--- Extracted entries ---
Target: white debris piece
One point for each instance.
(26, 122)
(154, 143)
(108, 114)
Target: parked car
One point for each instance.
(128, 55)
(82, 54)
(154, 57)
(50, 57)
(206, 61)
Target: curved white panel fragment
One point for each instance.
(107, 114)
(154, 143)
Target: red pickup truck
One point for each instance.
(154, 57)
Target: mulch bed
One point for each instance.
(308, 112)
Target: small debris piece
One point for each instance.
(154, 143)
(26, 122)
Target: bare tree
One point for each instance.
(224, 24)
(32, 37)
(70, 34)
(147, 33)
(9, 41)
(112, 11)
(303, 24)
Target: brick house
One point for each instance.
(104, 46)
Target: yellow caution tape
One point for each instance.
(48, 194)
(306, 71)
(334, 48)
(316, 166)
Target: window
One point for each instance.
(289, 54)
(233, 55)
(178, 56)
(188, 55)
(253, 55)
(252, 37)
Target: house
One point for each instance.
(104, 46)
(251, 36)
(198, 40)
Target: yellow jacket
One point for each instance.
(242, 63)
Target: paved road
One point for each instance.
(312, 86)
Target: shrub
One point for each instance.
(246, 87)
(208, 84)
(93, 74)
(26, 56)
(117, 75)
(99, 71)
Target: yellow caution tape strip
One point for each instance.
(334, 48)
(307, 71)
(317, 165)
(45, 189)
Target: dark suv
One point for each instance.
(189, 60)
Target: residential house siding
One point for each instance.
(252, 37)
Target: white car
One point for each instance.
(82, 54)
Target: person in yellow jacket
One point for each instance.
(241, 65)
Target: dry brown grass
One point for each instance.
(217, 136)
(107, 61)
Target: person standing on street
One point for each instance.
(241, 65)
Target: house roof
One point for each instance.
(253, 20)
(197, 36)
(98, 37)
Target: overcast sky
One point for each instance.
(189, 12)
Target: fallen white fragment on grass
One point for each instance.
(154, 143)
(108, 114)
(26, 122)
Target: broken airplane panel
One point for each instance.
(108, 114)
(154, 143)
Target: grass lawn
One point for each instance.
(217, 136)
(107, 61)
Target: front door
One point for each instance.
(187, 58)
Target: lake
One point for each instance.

--- Exercise brief ---
Retype the material in full. Each word must match.

--- Output below ---
Target: white debris piece
One point for each instance.
(26, 122)
(154, 143)
(108, 114)
Target: parked car
One point for each instance.
(128, 55)
(82, 54)
(154, 57)
(50, 57)
(206, 61)
Target: curved white panel fragment
One point for each instance.
(107, 114)
(154, 143)
Target: red pickup truck
One point for each instance.
(154, 57)
Target: mulch bed
One point for each instance.
(308, 112)
Target: small debris piece
One point for each instance.
(154, 143)
(26, 122)
Target: bare tree
One point for each instance.
(224, 24)
(32, 37)
(70, 34)
(147, 33)
(9, 41)
(112, 11)
(303, 24)
Target: brick house
One point for each instance.
(104, 46)
Target: yellow caution tape
One point for each instance.
(48, 194)
(306, 71)
(334, 48)
(316, 166)
Target: window
One point for each instance.
(289, 54)
(233, 55)
(178, 56)
(188, 55)
(253, 55)
(252, 37)
Target: house
One point for each instance.
(104, 46)
(251, 36)
(198, 40)
Target: yellow jacket
One point for each instance.
(242, 63)
Target: paved road
One point for each instance.
(312, 86)
Target: shrub
One point for each instance.
(246, 87)
(208, 84)
(93, 74)
(26, 56)
(117, 75)
(99, 71)
Target: yellow caution tape strip
One point for each instance.
(334, 48)
(307, 71)
(317, 165)
(45, 189)
Target: dark suv
One point for each instance.
(189, 60)
Target: residential house siding
One point for each instance.
(252, 37)
Target: white car
One point for each instance.
(82, 54)
Target: person in yellow jacket
One point for each instance.
(241, 65)
Target: dry brown grass
One point for each instance.
(217, 136)
(107, 61)
Target: person standing on street
One point for each instance.
(241, 65)
Target: house roof
One point for each instance.
(253, 20)
(197, 36)
(98, 37)
Target: overcast sky
One point for each instance.
(189, 12)
Target: fallen white fragment on grass
One point for each instance.
(154, 143)
(108, 114)
(26, 122)
Target: broken airplane panel
One point for each instance.
(108, 114)
(154, 143)
Target: grass lawn
One point for each instance.
(217, 136)
(107, 61)
Target: front door
One point for each instance.
(187, 58)
Target: lake
One point for each instance.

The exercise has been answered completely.